TAREFAS A CUMPRIR =>
• 1. Reescreva o trecho da reportagem sobre a ação policial em Pernambuco entre "A polícia pernambucana" e "nota à Ponte.", inclusive, trocando "bandidos" por "suspeitos".
• 2. Continue a reportagem sobre a ação policial em Pernambuco a partir do ponto em que ela para.

A polícia pernambucana sustenta que houve monitoramento por parte dos serviços de inteligência da PM, que teria encontrado o grupo às 3h30 quando quatro pessoas socorreriam os quatro atuantes no assalto. “Tentou-se a rendição, mas como já é uma prática desse tipo de criminosos, eles atentaram contra a vida dos policiais. Socorremos feridos para uma unidade de pronto atendimento, mas não resistiram. Eram bandidos extremamente perigosos e, pelas informações iniciais, envolvidos em diversos assaltos a bancos, como um em Belo Jardim e outro anterior em Santa Cruz do Capibaribe”, defende o tenente-coronel Lúcio Flávio de Campos, comandante do 24° Batalhão da PM, na nota à Ponte.
A PM afirma que participaram dessa operação, pelo lado pernambucano, além do 24° BPM, o Bepi (Batalhão Especializado de Policiamento do Interior), o GTA (Grupamento Tático Aéreo da SDS), a DHPP (Delegacia de Santa Cruz do Capibaribe e o Departamento de Homicídios e Proteção à Pessoa). Pela Paraíba, estiveram envolvidas as Polícias Militar e Civil daquele estado. Os materiais apreendidos foram encaminhados à 21ª Delegacia de Polícia de Homicídios, em Santa Cruz do Capibaribe, que dará andamento às investigações.
Histórico de PMs vingativos
Em entrevista à Ponte, Derick Coelho, articulador do Fórum Popular de Segurança Pública de Pernambuco, aponta que a ação tem indícios de vingança. “Há uma cultura na polícia, enquanto instituição, de vingança. Não é algo institucionalizado, mas existe. Quando se mata um policial há essas evidências de que os policiais se movimentam como se fosse uma vingança. Quem cometeu os homicídios não vão sair em sua grande maioria vivos, não vão passar pelo processo de justiça”, argumenta Derick.

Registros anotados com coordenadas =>

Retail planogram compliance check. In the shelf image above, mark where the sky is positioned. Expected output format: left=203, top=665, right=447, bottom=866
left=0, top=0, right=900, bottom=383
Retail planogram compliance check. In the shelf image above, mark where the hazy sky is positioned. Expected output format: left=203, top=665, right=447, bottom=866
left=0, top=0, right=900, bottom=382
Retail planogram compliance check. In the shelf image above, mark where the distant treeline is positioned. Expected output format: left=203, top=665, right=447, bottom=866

RESPOSTAS EM ORDEM =>
• 1.
A polícia pernambucana sustenta que houve monitoramento por parte dos serviços de inteligência da PM, que teria encontrado o grupo às 3h30 quando quatro pessoas socorreriam os quatro atuantes no assalto. “Tentou-se a rendição, mas como já é uma prática desse tipo de criminosos, eles atentaram contra a vida dos policiais. Socorremos feridos para uma unidade de pronto atendimento, mas não resistiram. Eram suspeitos extremamente perigosos e, pelas informações iniciais, envolvidos em diversos assaltos a bancos, como um em Belo Jardim e outro anterior em Santa Cruz do Capibaribe”, defende o tenente-coronel Lúcio Flávio de Campos, comandante do 24° Batalhão da PM, na nota à Ponte.

• 2.
Para articulador, apesar de ser prematura, o modus operandi dessa operação com oito mortos é o mesmo de outros crimes em que há morte de agentes de segurança. “Casos onde policiais foram mortos e que logo em seguida a polícia se mobiliza como um todo em sua parte investigativa, de operação ostensiva, para que procure e achem as pessoas, que na maioria das vezes não são presos. Sempre tem as trocas de tiro e nessas trocas de tiros resultam nas mortes. É sempre essa narrativa. A gente não pode dar essa certeza, mas é uma possibilidade dentro de uma cultura que já existe”, explica Coelho, que completa que essa cultura é alimentada pela sociedade. “As pessoas pedem que aconteçam essas mortes, pois tem toda a figura de que o policial é herói e é incorruptível. Não se enxerga essas mortes como vingança, mas sim como justiça”, finaliza.
Para Edna Jatobá, coordenadora executiva do GAJOP (Gabinete Assessoria Jurídica Organizações Populares), de Pernambuco, como em outros estados brasileiros, há um empenho muito maior da polícia na investigação de crimes que já tem observado. A resposta que a polícia dá nessas situações, de investigação, de encontrar os suspeitos, tem um desfecho em que esses suspeitos têm grande chance de serem mortos”, conta Jatobá.
A coordenadora também entona sobre o modo que as forças policiais atuam quando há morte de policiais. “As pessoas são encontradas mortas sempre com um enredo de que [os policiais] foram recebidos a tiros, mas uma troca de tiros em que morreram oito pessoas e nenhum policial ficou ferido. A gente tá falando de uma operação que contou com mais de 70 policiais envolvidos. Lamentamos muito a morte do policial, sabemos os riscos que esse profissional corre em decorrência de sua função, mas não comemoramos a morte de oito pessoas. Não podemos nos posicionar se foi certo ou errado, não estávamos lá, não temos precisão de como foram os fatos e os riscos, mas não apoiamos essa comemoração que muitas pessoas da cidade fizeram com a chegada dos corpos dessas oito pessoas”, argumenta Edna.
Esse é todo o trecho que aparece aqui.